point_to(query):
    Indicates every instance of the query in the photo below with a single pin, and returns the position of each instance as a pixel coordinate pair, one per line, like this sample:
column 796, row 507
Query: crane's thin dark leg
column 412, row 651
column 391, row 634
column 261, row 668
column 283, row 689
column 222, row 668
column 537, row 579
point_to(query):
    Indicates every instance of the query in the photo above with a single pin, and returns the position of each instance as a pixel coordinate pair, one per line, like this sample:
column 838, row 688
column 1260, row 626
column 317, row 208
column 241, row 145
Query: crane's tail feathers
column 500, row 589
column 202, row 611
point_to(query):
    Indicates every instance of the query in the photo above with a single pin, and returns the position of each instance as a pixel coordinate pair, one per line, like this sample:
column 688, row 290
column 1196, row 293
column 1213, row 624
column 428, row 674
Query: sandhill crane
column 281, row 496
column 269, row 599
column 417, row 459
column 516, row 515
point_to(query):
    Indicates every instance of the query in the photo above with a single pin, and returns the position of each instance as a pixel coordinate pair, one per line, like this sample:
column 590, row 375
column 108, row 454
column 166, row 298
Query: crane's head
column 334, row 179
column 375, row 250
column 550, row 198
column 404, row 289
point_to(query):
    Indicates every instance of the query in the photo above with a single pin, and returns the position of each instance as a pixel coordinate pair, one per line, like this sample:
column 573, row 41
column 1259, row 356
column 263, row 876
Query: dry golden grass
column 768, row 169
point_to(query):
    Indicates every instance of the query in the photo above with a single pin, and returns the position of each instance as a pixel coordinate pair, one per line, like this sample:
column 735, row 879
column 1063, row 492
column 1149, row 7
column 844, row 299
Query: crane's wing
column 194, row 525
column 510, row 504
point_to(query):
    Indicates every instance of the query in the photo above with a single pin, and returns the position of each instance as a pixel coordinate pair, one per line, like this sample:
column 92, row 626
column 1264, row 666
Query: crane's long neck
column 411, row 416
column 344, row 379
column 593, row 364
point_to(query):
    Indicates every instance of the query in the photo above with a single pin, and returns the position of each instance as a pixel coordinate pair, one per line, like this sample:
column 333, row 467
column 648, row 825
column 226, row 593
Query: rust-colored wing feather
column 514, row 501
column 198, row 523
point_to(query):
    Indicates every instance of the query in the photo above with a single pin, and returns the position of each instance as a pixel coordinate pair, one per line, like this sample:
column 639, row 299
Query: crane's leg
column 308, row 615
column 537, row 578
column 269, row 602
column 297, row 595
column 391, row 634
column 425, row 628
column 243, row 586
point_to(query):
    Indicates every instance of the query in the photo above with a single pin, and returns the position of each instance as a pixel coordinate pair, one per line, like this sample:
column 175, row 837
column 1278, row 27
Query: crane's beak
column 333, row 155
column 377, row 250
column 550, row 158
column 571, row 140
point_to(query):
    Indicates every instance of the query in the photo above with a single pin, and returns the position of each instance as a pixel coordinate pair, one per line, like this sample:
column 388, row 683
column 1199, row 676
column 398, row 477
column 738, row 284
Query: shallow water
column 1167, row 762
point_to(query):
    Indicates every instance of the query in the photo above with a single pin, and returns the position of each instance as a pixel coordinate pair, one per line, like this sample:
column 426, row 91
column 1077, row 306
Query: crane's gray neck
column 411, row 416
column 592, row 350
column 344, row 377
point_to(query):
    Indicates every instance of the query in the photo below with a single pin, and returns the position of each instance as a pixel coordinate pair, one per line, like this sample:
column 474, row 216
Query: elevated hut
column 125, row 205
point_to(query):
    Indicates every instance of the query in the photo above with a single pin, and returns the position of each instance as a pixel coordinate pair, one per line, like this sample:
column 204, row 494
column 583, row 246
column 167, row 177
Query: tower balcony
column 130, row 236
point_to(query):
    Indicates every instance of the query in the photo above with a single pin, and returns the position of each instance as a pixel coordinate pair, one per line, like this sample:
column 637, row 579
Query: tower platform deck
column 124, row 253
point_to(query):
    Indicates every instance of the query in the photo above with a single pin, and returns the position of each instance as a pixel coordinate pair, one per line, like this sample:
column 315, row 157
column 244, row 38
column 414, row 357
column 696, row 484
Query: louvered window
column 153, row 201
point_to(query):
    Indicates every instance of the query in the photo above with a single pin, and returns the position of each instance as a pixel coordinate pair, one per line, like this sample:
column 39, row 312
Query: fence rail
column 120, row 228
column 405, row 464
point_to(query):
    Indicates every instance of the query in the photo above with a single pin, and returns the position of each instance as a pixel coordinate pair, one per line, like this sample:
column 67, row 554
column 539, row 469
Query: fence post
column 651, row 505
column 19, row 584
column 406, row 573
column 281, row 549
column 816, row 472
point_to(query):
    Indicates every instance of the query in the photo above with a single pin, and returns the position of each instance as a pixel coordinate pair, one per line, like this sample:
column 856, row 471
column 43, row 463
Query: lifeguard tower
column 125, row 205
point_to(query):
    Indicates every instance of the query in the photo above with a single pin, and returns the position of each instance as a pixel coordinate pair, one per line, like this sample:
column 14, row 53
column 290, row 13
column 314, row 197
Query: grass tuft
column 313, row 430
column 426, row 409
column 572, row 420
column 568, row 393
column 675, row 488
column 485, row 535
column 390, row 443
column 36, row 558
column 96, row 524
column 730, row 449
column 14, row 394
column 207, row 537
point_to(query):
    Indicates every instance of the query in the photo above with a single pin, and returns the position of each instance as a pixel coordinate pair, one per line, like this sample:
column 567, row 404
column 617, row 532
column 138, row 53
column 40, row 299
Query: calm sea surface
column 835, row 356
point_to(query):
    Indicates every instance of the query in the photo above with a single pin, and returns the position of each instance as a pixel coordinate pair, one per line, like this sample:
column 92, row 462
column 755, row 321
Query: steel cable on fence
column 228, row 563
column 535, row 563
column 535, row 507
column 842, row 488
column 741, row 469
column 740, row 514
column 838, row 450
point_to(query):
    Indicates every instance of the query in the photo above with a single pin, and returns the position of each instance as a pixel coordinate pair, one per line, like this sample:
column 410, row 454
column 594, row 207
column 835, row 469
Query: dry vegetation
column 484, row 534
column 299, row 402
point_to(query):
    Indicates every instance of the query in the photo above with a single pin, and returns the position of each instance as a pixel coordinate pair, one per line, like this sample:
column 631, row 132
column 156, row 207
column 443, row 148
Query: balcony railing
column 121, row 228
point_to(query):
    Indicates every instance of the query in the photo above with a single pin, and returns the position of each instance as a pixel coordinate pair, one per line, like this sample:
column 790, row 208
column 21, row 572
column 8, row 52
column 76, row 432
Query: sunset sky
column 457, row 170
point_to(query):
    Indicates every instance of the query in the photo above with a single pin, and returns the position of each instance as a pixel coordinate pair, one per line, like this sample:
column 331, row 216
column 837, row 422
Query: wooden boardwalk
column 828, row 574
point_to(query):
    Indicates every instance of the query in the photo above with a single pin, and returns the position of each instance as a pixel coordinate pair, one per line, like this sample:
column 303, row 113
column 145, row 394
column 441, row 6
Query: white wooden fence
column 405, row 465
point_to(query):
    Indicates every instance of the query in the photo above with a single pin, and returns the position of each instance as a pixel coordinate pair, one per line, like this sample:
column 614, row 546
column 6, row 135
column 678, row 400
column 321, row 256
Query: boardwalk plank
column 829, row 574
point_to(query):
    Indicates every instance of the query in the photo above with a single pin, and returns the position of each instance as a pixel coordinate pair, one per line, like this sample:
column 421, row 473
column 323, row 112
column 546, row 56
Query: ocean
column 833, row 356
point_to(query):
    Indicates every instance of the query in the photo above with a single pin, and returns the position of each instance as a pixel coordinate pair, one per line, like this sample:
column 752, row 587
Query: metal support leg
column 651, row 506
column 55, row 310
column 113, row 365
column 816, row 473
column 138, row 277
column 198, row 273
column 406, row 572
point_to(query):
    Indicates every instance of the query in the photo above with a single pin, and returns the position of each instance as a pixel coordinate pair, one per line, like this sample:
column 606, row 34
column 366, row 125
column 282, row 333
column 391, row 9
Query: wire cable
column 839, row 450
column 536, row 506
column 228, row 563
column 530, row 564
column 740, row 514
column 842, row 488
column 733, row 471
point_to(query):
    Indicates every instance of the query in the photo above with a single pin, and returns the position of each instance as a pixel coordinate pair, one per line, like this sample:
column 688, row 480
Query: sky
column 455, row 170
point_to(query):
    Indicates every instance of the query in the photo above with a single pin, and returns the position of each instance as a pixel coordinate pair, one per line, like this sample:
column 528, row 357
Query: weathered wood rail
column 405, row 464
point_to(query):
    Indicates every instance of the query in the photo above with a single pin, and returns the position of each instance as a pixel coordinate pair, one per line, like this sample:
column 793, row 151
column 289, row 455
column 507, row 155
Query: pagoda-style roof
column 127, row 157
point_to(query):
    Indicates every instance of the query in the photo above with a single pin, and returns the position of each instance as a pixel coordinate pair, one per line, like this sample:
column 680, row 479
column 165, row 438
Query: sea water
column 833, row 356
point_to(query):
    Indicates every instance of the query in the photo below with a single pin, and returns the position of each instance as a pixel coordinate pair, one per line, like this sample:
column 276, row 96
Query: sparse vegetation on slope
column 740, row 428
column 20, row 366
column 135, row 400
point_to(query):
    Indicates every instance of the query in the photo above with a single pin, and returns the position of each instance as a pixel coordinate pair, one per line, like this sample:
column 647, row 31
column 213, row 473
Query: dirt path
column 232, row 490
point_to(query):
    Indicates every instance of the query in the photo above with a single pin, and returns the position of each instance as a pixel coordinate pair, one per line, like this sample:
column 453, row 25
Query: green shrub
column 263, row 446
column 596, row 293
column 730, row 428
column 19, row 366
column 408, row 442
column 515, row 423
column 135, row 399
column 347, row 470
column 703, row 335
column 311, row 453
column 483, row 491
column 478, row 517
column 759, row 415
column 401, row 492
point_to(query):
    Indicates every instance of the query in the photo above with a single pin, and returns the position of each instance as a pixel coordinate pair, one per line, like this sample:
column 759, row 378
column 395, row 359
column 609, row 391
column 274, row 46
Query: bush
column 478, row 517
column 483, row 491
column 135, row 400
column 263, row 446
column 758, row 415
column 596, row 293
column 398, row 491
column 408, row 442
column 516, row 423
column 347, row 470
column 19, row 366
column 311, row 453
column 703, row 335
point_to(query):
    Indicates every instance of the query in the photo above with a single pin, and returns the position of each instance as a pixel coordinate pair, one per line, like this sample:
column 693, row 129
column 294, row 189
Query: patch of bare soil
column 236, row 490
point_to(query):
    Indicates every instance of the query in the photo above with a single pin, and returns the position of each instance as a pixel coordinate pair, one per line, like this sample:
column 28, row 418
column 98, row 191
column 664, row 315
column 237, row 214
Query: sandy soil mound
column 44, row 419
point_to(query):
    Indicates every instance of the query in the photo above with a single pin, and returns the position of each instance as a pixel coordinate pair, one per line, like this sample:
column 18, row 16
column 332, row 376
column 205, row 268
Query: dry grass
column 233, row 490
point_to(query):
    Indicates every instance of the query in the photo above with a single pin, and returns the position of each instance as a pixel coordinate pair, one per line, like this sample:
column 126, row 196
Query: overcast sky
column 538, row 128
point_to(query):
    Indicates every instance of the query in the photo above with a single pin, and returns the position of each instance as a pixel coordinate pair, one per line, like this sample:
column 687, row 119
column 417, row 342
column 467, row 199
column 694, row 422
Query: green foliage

**Task instructions**
State how many lines in the entries above contain the string "crane", matching case exactly. Reply with the number alone.

**The reply**
9